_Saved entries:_
>>

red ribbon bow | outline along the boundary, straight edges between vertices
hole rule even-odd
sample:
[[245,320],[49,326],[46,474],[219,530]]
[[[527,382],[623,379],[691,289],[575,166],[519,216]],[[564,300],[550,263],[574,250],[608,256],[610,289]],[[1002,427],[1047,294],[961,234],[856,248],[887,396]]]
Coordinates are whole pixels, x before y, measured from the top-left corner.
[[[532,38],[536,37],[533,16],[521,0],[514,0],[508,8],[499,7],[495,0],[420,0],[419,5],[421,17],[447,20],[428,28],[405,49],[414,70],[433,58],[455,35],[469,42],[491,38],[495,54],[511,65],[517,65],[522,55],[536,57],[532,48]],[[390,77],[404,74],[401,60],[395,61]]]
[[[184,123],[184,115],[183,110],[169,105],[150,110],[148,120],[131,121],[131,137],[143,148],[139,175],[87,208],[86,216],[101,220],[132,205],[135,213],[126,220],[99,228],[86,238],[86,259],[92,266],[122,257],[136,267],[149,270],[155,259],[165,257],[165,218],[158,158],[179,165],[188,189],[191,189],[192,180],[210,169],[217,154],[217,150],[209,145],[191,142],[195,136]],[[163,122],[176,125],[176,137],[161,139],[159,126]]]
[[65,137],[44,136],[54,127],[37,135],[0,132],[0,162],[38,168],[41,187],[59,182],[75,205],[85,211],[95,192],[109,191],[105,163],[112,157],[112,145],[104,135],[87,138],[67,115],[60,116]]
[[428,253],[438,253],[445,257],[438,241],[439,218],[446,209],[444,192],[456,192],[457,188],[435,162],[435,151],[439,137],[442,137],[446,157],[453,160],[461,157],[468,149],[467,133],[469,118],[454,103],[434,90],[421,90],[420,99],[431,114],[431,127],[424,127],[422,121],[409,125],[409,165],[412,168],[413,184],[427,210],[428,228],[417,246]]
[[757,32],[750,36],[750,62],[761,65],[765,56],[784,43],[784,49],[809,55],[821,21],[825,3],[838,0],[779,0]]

<<
>>

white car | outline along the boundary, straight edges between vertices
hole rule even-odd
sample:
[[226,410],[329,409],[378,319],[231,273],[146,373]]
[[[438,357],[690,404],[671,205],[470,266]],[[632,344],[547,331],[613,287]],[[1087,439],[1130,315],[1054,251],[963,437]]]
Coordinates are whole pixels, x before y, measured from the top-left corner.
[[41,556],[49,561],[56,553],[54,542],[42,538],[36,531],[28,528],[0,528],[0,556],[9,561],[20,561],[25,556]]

<<

_AIM OF THE TASK:_ Looking at the data above, report how many of its lines include the word "outline". The number alone is the answer.

_TASK RESPONSE:_ 2